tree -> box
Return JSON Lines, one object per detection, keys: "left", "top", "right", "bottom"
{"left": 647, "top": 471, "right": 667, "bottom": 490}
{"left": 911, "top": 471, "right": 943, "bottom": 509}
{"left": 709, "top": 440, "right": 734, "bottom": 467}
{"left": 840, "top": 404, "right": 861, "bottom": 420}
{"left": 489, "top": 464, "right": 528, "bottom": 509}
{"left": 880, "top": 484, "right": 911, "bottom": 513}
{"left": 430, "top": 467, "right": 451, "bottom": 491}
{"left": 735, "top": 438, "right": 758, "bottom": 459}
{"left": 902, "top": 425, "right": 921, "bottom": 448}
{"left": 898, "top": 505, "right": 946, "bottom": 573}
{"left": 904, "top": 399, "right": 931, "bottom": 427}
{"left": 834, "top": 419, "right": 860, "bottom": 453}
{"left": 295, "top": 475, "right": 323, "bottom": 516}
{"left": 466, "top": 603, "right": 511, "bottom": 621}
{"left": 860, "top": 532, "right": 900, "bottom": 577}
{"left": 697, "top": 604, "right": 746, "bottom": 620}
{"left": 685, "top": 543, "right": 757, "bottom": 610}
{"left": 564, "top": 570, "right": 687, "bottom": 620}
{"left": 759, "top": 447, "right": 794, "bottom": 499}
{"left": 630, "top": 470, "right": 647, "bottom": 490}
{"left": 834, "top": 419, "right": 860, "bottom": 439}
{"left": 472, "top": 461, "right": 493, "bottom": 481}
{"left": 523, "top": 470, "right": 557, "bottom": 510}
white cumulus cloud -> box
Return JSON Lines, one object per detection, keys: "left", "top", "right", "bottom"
----
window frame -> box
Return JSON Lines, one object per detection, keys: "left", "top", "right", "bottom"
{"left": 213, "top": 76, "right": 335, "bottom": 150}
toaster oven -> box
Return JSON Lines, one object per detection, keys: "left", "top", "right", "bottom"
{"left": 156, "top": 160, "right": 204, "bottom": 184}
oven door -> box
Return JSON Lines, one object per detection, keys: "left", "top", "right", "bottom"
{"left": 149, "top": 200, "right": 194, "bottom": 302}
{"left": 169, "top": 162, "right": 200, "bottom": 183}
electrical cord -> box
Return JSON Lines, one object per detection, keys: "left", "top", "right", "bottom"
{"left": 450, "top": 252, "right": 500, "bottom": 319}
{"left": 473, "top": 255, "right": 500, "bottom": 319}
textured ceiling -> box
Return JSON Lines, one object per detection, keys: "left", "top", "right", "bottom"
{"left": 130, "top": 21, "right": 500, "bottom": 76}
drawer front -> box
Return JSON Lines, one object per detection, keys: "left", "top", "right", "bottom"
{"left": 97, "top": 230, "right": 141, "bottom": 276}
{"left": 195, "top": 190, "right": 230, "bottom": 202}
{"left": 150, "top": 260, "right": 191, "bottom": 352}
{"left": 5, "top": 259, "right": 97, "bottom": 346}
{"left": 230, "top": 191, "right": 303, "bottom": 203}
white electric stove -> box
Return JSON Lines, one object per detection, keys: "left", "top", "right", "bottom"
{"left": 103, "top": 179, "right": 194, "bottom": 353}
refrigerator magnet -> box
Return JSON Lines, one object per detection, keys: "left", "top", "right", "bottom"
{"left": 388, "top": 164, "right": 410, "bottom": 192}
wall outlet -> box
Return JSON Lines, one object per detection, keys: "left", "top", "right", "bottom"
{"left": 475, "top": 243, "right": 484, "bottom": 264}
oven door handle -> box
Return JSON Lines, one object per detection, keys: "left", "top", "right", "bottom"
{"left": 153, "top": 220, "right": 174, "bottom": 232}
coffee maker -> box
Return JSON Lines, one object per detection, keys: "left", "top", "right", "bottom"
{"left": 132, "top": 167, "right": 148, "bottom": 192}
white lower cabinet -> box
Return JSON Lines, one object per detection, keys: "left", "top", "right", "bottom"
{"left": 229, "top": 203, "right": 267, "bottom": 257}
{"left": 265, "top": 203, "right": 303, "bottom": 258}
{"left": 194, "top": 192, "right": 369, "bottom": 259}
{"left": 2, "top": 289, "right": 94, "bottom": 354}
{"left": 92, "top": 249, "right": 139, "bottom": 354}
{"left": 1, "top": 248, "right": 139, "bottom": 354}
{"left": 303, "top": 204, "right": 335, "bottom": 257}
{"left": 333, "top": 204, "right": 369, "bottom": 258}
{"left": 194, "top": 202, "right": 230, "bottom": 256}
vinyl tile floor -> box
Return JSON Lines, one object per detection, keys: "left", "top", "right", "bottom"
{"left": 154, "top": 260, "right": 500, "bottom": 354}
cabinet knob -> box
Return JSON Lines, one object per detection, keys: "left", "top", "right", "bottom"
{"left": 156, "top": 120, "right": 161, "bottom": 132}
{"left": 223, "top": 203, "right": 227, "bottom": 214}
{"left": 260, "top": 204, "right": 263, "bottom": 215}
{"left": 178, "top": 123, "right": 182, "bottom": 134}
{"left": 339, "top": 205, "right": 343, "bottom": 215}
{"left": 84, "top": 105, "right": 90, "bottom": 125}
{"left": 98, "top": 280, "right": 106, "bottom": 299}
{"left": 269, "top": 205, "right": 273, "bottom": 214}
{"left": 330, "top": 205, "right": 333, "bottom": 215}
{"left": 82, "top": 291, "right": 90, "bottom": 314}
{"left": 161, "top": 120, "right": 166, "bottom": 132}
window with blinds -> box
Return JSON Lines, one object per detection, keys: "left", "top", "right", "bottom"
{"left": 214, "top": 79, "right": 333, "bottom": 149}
----
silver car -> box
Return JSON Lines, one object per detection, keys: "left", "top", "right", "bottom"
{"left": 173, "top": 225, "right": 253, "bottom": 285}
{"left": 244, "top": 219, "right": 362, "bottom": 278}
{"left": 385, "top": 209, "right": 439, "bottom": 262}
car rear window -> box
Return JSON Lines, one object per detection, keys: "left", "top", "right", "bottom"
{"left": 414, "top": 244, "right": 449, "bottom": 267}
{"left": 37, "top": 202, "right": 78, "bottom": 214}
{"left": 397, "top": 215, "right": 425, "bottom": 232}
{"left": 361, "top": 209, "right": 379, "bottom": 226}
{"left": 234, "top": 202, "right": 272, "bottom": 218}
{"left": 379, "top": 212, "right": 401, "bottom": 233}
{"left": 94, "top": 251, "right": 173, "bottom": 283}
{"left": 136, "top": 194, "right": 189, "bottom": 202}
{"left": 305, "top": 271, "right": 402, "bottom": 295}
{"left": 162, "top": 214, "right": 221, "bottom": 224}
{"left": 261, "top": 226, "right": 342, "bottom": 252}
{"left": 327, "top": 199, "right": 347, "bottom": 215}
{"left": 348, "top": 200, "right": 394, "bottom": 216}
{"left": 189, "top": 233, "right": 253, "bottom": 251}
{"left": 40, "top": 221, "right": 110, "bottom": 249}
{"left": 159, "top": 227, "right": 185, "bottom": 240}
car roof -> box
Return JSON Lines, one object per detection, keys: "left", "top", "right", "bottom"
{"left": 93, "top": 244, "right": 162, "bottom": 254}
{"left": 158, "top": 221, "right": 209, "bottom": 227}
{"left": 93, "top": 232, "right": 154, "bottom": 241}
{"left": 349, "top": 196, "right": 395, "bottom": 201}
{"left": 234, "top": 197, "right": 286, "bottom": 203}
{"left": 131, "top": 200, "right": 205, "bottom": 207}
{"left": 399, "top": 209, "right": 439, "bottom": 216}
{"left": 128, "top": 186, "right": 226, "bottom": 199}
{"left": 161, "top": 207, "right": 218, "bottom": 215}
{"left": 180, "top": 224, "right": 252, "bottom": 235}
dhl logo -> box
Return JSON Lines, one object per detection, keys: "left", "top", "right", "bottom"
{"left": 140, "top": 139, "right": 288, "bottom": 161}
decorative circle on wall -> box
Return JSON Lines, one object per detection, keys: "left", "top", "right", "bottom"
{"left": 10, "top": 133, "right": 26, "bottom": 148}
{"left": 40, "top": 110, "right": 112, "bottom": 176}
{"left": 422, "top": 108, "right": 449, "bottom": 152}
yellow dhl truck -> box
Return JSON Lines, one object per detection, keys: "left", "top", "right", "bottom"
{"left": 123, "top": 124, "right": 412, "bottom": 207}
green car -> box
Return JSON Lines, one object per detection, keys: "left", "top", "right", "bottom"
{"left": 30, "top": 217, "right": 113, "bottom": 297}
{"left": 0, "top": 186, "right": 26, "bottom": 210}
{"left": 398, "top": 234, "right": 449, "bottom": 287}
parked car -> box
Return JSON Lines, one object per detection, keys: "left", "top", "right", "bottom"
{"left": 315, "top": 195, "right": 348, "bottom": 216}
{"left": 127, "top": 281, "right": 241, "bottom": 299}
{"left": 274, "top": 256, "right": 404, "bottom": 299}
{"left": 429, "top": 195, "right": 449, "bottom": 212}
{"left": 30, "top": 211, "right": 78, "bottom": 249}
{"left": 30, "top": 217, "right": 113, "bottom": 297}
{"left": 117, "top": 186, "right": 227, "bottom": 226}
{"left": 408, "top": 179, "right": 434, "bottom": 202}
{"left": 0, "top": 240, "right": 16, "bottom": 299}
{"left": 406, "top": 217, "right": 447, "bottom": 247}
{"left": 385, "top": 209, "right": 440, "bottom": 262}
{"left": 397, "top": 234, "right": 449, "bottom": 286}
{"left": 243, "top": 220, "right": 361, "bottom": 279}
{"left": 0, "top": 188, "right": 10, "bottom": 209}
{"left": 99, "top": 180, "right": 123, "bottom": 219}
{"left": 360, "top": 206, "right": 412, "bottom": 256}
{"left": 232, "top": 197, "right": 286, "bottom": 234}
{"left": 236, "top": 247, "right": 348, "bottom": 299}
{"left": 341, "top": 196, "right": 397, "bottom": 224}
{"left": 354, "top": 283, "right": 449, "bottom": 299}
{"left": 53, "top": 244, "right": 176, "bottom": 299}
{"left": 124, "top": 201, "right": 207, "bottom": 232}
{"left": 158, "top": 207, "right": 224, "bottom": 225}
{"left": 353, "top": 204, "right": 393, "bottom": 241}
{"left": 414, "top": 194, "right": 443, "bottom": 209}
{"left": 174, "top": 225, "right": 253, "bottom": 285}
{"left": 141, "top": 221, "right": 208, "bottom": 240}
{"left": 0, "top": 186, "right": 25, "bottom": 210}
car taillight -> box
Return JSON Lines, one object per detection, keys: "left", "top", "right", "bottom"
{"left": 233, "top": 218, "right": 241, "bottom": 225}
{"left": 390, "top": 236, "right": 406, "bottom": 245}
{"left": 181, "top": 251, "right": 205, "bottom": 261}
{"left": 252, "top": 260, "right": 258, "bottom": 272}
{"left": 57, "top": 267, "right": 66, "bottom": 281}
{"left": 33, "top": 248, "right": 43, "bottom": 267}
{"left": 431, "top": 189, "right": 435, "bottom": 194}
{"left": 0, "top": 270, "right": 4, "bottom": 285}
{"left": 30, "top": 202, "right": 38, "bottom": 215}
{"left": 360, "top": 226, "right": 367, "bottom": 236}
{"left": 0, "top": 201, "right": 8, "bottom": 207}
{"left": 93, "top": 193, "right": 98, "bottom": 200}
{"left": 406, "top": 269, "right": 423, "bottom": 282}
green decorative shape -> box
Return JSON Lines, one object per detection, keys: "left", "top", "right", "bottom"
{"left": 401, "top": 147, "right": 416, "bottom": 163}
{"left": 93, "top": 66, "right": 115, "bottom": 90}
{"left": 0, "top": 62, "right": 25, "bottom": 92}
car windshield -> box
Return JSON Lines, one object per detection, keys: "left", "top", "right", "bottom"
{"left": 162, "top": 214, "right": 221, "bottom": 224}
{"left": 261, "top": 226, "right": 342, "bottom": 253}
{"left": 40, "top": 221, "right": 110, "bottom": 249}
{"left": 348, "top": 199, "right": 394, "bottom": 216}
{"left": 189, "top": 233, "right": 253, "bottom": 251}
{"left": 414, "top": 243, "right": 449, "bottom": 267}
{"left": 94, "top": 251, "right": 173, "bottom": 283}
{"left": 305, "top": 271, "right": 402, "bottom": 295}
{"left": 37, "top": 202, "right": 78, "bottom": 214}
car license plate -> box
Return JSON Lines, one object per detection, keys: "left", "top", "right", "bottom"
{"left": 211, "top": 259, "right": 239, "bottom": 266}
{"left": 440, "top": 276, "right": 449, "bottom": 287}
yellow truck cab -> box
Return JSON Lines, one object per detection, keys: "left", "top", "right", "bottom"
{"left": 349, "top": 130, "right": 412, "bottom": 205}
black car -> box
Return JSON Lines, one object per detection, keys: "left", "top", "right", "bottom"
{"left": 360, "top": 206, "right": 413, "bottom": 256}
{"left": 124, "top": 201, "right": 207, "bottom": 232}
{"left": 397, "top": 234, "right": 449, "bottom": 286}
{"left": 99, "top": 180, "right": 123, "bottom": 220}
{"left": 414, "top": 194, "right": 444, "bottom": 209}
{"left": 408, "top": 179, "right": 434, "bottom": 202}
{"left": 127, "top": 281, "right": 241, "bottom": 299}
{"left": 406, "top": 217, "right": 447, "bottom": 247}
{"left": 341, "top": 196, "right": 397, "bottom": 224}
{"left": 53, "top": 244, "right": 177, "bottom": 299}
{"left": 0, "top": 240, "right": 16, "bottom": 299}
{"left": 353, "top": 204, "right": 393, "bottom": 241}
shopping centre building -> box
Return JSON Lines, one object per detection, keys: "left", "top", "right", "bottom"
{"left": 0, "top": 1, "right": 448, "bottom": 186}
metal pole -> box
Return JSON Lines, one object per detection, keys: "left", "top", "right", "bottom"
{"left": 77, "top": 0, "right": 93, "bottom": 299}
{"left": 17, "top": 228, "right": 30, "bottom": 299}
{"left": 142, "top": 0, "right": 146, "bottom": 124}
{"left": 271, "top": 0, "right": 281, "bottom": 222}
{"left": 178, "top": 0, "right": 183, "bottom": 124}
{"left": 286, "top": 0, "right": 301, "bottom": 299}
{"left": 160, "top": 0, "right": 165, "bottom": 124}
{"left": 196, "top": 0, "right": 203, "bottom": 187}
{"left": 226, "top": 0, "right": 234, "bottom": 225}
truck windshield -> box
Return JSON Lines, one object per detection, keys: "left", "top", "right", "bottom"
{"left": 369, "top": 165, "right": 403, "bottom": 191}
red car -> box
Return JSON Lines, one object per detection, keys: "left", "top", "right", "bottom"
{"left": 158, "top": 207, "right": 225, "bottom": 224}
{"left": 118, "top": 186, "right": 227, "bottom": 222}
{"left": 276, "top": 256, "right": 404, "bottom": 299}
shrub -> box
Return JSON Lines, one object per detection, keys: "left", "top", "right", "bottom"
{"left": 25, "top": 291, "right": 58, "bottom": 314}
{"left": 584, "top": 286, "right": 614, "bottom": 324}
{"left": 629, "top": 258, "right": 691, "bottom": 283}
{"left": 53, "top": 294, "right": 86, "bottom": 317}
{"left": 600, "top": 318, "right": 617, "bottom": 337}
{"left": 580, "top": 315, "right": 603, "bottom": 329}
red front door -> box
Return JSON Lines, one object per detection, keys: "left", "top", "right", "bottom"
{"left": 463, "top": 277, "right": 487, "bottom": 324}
----
■ EXERCISE DESCRIPTION
In the material above, locate the line containing "toaster oven -> box" and the line containing "electrical cord -> box". Transcribe exactly those two lines and every line between them, and nothing more.

■ EXPECTED ANSWER
toaster oven -> box
Return JSON Lines, one object per detection, keys: "left", "top", "right", "bottom"
{"left": 156, "top": 160, "right": 204, "bottom": 184}
oven door -> box
Return JSON Lines, one object per detection, keys: "left", "top", "right", "bottom"
{"left": 149, "top": 200, "right": 194, "bottom": 302}
{"left": 169, "top": 162, "right": 200, "bottom": 183}
electrical cord -> box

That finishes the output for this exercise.